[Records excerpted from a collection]
— BEGIN —
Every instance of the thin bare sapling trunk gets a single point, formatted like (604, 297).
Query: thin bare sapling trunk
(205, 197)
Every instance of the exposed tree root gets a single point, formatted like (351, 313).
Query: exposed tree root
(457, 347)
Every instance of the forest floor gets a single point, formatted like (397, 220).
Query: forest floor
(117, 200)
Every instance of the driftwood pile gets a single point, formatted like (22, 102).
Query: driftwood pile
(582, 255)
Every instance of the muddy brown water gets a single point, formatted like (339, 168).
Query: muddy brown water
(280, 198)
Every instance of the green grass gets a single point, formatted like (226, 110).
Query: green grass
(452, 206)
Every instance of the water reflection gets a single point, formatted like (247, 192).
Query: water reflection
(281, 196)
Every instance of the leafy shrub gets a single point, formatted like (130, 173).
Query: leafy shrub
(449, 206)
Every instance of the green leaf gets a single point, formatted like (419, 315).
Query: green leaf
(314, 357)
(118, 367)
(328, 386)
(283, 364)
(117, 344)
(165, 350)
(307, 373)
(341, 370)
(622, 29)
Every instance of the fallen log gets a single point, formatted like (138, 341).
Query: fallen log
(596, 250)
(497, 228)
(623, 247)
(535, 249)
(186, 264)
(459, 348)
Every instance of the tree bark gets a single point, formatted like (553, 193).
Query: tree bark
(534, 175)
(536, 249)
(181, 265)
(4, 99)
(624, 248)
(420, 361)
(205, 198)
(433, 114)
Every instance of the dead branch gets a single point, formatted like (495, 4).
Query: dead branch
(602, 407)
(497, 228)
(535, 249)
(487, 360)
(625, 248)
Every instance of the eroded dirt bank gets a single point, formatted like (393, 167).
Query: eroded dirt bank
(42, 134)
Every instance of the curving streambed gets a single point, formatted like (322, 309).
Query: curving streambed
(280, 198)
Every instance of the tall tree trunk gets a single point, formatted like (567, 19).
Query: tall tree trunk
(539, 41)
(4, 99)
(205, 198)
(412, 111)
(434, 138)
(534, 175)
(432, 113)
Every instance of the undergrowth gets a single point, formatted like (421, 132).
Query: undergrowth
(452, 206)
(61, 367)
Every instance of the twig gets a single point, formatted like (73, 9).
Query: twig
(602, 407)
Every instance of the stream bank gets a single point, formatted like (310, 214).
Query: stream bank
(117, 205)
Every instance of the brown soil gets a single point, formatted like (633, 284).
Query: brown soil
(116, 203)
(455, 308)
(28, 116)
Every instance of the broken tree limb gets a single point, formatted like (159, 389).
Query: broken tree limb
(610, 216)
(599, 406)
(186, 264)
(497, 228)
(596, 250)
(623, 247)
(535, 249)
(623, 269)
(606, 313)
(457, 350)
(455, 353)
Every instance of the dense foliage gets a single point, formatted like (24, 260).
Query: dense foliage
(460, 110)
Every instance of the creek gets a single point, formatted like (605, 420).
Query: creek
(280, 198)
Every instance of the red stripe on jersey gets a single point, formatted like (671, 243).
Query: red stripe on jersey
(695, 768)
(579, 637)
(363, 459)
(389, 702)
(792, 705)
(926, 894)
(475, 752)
— END —
— BEGIN —
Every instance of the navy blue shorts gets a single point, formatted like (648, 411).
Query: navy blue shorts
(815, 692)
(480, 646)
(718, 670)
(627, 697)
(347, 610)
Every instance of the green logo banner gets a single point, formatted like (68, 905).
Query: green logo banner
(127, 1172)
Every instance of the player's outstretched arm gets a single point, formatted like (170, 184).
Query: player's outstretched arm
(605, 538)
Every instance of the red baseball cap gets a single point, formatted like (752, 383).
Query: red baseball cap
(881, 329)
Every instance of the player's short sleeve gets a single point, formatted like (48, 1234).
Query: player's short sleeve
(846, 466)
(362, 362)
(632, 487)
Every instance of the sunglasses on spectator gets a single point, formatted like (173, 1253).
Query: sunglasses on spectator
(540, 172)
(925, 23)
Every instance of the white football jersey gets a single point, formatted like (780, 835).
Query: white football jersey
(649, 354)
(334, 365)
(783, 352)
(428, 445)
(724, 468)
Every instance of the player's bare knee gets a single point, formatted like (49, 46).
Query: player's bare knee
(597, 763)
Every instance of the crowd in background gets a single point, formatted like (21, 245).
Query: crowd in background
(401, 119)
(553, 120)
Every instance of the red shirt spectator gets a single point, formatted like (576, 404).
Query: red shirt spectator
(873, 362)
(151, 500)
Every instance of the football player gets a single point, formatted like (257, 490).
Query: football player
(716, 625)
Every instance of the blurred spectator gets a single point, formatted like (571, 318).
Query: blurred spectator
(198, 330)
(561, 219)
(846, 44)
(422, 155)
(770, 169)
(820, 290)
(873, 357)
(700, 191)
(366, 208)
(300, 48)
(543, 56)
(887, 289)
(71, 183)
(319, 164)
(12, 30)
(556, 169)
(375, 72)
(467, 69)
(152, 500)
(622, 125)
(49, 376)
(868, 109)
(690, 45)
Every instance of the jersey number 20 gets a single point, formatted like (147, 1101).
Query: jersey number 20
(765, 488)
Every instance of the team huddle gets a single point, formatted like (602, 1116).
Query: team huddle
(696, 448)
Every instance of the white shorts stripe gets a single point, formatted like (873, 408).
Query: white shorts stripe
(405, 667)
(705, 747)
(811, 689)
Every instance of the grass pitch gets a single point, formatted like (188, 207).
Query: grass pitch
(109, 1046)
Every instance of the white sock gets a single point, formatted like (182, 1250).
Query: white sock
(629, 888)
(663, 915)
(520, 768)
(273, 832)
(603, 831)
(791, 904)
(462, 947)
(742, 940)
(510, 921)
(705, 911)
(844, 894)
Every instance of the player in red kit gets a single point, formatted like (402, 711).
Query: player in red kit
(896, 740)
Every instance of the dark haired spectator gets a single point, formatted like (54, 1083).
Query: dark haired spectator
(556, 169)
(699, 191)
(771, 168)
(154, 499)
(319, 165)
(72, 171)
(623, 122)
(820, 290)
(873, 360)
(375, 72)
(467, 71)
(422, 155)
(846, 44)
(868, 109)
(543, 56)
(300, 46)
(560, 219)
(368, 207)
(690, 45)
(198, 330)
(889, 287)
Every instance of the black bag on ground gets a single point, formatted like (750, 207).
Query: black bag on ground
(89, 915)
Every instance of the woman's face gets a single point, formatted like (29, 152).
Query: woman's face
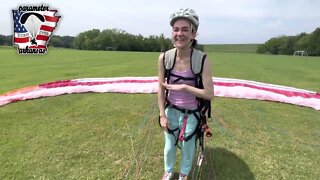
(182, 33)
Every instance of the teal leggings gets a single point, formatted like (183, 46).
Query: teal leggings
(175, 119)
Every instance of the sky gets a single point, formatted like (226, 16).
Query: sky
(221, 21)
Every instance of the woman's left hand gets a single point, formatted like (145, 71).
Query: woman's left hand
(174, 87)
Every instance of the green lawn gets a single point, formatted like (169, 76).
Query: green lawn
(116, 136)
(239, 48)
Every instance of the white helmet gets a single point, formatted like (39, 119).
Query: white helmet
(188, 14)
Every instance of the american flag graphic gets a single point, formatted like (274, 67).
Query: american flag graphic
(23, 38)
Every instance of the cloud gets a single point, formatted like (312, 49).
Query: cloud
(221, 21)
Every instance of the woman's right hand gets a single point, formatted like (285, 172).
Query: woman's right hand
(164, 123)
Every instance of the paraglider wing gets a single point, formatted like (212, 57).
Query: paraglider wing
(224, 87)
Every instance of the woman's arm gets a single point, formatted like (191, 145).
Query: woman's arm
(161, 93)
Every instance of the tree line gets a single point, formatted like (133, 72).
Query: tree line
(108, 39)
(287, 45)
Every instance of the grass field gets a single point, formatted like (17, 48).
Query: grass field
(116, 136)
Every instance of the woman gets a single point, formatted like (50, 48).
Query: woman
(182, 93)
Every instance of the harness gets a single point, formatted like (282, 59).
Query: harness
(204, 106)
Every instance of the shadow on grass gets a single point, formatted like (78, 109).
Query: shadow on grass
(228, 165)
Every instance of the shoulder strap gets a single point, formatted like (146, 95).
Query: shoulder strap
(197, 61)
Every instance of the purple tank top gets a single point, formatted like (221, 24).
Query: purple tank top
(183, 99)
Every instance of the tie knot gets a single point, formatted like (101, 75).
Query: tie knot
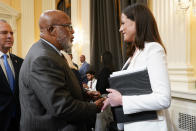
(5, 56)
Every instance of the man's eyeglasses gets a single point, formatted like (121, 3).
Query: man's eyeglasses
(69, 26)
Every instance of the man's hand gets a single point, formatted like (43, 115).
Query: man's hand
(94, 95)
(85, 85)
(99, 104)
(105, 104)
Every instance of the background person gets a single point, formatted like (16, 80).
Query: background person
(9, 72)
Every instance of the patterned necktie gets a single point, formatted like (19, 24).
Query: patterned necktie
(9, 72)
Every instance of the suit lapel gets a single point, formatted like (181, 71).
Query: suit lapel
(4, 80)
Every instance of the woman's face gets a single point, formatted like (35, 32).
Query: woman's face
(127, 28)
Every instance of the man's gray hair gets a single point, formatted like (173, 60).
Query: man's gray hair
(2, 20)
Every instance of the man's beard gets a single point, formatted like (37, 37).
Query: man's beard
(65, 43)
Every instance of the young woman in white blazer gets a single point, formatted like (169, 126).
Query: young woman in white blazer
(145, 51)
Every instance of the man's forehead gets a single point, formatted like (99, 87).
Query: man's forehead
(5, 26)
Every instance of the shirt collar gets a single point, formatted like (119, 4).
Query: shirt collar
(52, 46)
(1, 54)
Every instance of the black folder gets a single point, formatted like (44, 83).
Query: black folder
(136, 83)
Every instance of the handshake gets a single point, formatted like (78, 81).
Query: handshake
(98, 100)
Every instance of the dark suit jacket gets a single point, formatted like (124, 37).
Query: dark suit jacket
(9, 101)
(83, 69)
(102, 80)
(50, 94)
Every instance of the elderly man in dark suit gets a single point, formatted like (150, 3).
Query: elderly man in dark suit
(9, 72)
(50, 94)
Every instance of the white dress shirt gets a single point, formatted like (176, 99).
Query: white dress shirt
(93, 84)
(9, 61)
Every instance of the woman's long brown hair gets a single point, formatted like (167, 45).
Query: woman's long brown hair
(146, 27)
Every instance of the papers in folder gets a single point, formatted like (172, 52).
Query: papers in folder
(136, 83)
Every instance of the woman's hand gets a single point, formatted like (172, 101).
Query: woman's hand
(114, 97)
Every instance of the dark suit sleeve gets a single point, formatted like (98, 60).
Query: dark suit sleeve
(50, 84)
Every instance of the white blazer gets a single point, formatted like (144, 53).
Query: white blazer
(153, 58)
— END —
**GIVEN TASK**
Please find every line of the material above that contains the string "football" and copy each of those lines. Case counts.

**RESPONSE TO THE EXERCISE**
Every instance of the white football jersey gets a single point, formatted like (780, 835).
Query: white football jersey
Every instance of the football player gets a single point, formatted like (257, 490).
Query: football player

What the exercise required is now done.